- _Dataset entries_
+++++

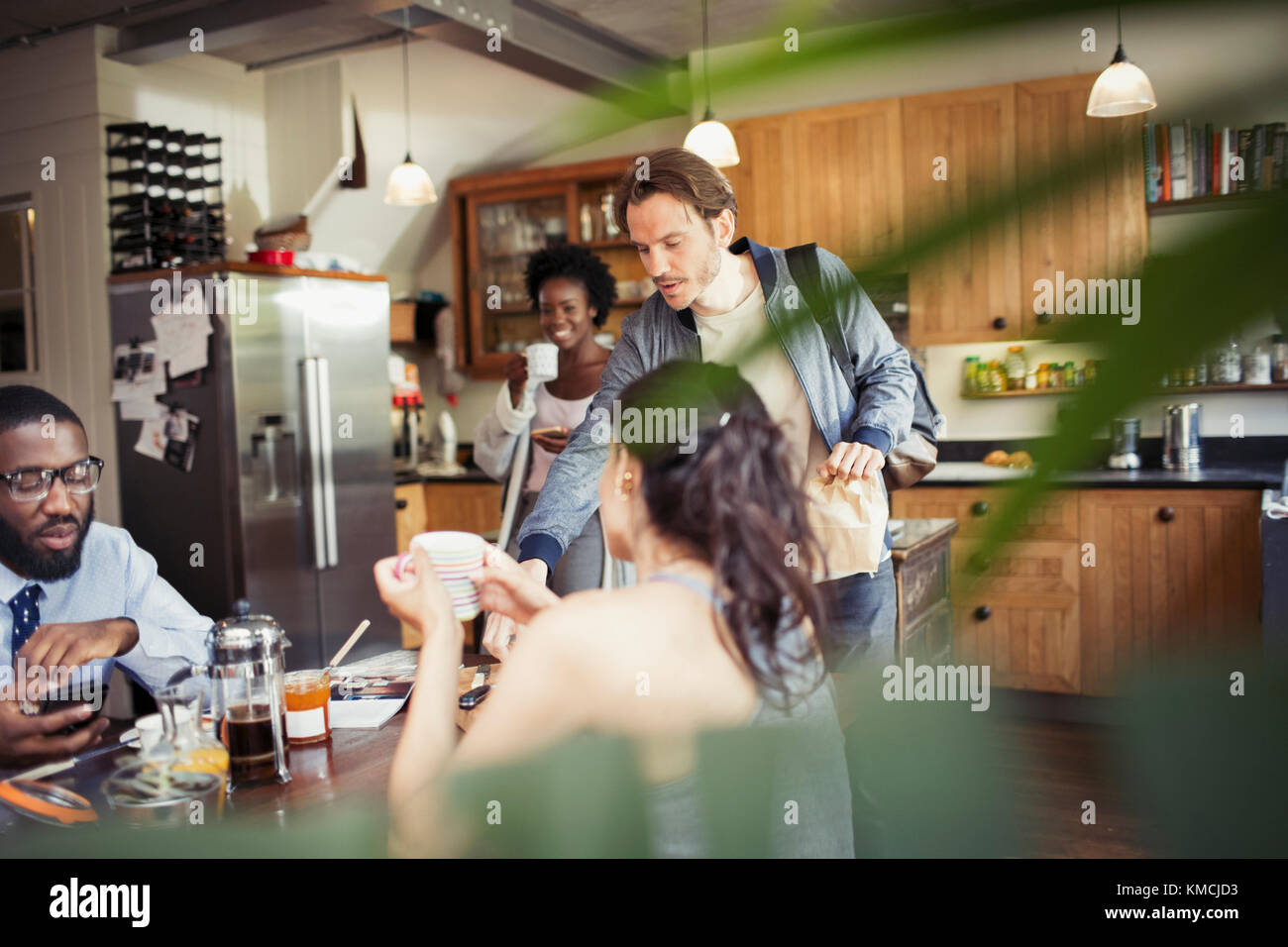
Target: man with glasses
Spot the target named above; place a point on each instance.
(76, 596)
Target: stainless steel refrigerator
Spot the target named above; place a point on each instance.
(288, 500)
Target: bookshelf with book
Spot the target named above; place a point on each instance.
(1194, 167)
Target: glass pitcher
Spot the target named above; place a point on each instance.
(248, 681)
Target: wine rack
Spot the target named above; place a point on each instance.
(165, 197)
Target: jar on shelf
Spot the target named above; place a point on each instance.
(1256, 365)
(1017, 368)
(1229, 364)
(1278, 357)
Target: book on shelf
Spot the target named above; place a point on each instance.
(1244, 154)
(1151, 169)
(1180, 162)
(1184, 161)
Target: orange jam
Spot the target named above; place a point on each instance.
(307, 716)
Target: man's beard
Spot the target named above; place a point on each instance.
(704, 275)
(44, 567)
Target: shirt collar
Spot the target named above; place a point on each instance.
(11, 582)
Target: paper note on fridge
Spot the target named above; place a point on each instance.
(181, 341)
(153, 440)
(142, 410)
(137, 372)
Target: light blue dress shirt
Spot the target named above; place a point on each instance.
(116, 579)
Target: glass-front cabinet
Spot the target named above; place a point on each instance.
(498, 221)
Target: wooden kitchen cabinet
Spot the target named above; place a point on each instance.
(1020, 615)
(1054, 517)
(498, 221)
(831, 175)
(1177, 578)
(471, 506)
(1093, 231)
(765, 179)
(969, 290)
(849, 179)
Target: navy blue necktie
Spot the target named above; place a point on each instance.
(26, 616)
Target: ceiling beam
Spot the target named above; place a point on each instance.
(233, 24)
(545, 42)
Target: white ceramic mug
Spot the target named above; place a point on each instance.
(542, 361)
(454, 556)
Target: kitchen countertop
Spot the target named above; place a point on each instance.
(472, 475)
(1253, 475)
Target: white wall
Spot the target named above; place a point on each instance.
(48, 108)
(471, 114)
(54, 101)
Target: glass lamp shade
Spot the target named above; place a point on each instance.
(713, 142)
(410, 184)
(1121, 89)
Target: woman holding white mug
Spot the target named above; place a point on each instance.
(572, 290)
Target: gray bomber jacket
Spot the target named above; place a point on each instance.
(657, 334)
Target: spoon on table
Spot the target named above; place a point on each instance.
(348, 644)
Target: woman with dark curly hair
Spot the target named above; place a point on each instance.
(572, 290)
(720, 625)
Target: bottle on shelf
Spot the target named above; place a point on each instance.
(1278, 357)
(1229, 364)
(1017, 368)
(1256, 365)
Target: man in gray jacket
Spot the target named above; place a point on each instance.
(715, 295)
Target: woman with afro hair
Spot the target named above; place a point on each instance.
(572, 290)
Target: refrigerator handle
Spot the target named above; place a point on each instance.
(333, 543)
(314, 427)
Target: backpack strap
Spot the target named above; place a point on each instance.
(803, 265)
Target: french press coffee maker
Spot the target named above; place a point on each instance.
(248, 678)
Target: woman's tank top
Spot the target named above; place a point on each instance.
(809, 768)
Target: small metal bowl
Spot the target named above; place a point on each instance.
(149, 795)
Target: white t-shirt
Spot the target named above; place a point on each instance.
(769, 372)
(774, 380)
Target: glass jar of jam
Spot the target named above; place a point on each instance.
(308, 718)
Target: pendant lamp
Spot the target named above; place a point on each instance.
(408, 183)
(711, 140)
(1122, 88)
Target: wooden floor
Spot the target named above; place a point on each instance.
(1056, 766)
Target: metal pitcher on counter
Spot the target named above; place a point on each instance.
(1183, 450)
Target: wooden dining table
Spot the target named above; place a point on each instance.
(351, 767)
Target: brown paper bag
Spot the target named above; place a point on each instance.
(849, 519)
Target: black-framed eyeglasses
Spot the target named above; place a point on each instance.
(33, 484)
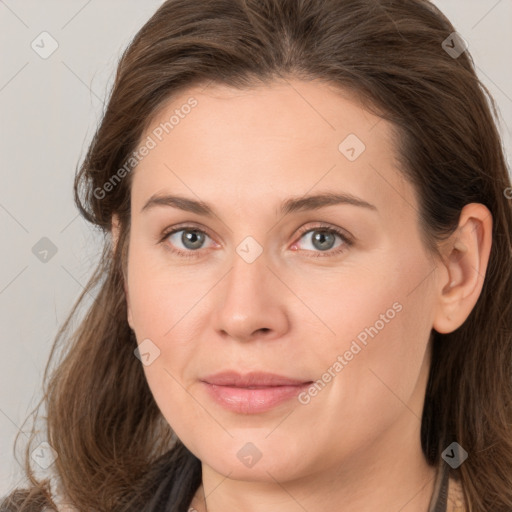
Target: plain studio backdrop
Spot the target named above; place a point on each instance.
(57, 63)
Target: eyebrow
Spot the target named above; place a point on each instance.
(291, 205)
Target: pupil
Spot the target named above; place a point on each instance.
(192, 239)
(321, 238)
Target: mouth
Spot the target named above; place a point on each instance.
(252, 393)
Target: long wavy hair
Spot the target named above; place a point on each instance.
(115, 450)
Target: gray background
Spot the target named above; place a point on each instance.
(49, 109)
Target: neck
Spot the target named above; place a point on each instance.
(387, 476)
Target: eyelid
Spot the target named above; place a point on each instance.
(346, 238)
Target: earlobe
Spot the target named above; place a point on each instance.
(115, 231)
(466, 256)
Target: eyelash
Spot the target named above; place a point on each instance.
(347, 242)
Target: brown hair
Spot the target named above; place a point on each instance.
(115, 451)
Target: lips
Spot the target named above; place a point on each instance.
(252, 393)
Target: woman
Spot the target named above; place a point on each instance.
(303, 299)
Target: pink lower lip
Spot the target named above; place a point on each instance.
(251, 401)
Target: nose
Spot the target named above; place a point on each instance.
(251, 302)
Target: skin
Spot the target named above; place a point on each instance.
(356, 442)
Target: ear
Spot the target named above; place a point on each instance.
(465, 255)
(115, 229)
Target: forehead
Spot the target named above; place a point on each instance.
(266, 141)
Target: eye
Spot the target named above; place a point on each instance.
(190, 238)
(323, 239)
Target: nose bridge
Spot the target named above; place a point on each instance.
(249, 301)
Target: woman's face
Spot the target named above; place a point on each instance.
(256, 280)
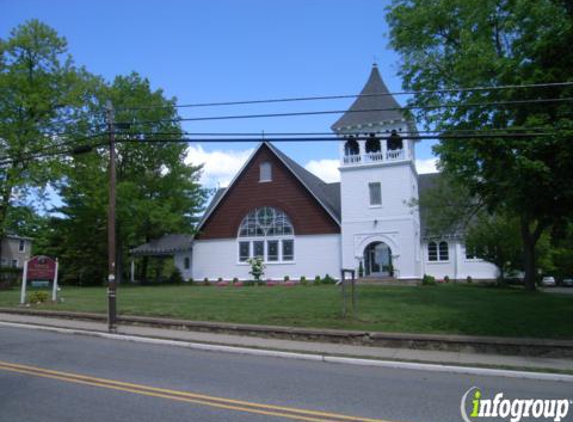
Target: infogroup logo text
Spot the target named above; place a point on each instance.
(513, 410)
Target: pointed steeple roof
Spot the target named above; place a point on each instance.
(367, 101)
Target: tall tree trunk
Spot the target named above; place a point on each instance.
(144, 266)
(529, 257)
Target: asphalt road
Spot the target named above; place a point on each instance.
(46, 377)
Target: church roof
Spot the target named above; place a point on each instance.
(375, 98)
(327, 194)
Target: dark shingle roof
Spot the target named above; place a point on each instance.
(165, 245)
(366, 101)
(326, 193)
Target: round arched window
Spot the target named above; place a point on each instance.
(266, 221)
(266, 233)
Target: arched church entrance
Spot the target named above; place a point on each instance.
(378, 260)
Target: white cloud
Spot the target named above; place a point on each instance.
(427, 166)
(220, 167)
(326, 169)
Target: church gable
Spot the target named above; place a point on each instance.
(266, 182)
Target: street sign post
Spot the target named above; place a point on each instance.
(40, 268)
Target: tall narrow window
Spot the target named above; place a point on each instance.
(272, 250)
(288, 250)
(444, 251)
(266, 172)
(244, 251)
(432, 251)
(259, 249)
(375, 193)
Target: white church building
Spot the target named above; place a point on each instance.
(302, 226)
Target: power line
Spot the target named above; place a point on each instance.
(331, 138)
(346, 96)
(38, 153)
(338, 134)
(323, 112)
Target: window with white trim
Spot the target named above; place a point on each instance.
(267, 233)
(438, 251)
(471, 254)
(375, 190)
(432, 251)
(444, 250)
(266, 172)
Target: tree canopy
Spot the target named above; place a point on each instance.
(49, 107)
(495, 43)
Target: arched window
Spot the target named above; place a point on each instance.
(444, 251)
(266, 174)
(267, 233)
(373, 144)
(432, 251)
(351, 147)
(395, 141)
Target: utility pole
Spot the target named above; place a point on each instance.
(111, 278)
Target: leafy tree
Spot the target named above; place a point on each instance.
(157, 192)
(496, 239)
(491, 43)
(41, 96)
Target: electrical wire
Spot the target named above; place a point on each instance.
(346, 96)
(323, 112)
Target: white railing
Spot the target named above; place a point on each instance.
(352, 159)
(396, 154)
(374, 157)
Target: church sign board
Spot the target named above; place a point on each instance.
(40, 268)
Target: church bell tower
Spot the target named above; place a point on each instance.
(379, 186)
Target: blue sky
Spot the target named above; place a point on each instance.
(228, 50)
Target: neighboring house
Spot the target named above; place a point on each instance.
(15, 251)
(303, 226)
(177, 245)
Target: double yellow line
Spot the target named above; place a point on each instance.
(184, 396)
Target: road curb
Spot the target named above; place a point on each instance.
(549, 348)
(305, 356)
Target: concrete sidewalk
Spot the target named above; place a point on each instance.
(319, 348)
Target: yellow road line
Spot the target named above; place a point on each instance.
(218, 402)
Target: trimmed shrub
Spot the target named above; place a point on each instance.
(38, 297)
(328, 280)
(428, 280)
(176, 277)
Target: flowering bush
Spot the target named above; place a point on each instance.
(257, 268)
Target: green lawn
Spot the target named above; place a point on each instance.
(451, 309)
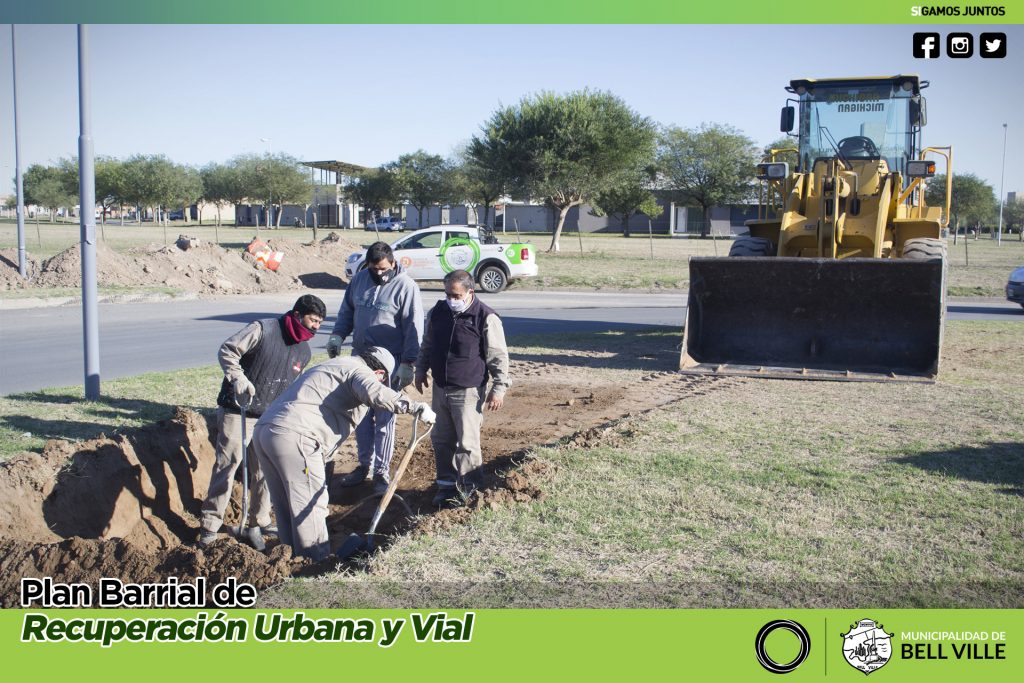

+++++

- _THE PROBLEM_
With all pictures removed, reproduce the lines from the top of the entries above through the line containing "Target: orange jam", exactly as written.

- _REPLY TO THE EXERCISE_
Target: man with glasses
Spot the target named above; place a point on each instance.
(76, 596)
Target: stainless steel refrigerator
Spot the target named above; place a point on each instance.
(288, 500)
Target: bookshelf with book
Spot the target named above; place a point on each instance.
(1194, 167)
Target: glass pitcher
Spot the target named above; place a point on each instance.
(248, 681)
Target: wine rack
Spot the target named above; place a point on each instance.
(165, 197)
Target: jar on shelf
Spot the target named above; place a point on each instance.
(1256, 365)
(1017, 368)
(1229, 364)
(1278, 357)
Target: book on shelf
Spot the target named above; place a point on each instance.
(1244, 154)
(1151, 169)
(1180, 162)
(1184, 161)
Target: orange jam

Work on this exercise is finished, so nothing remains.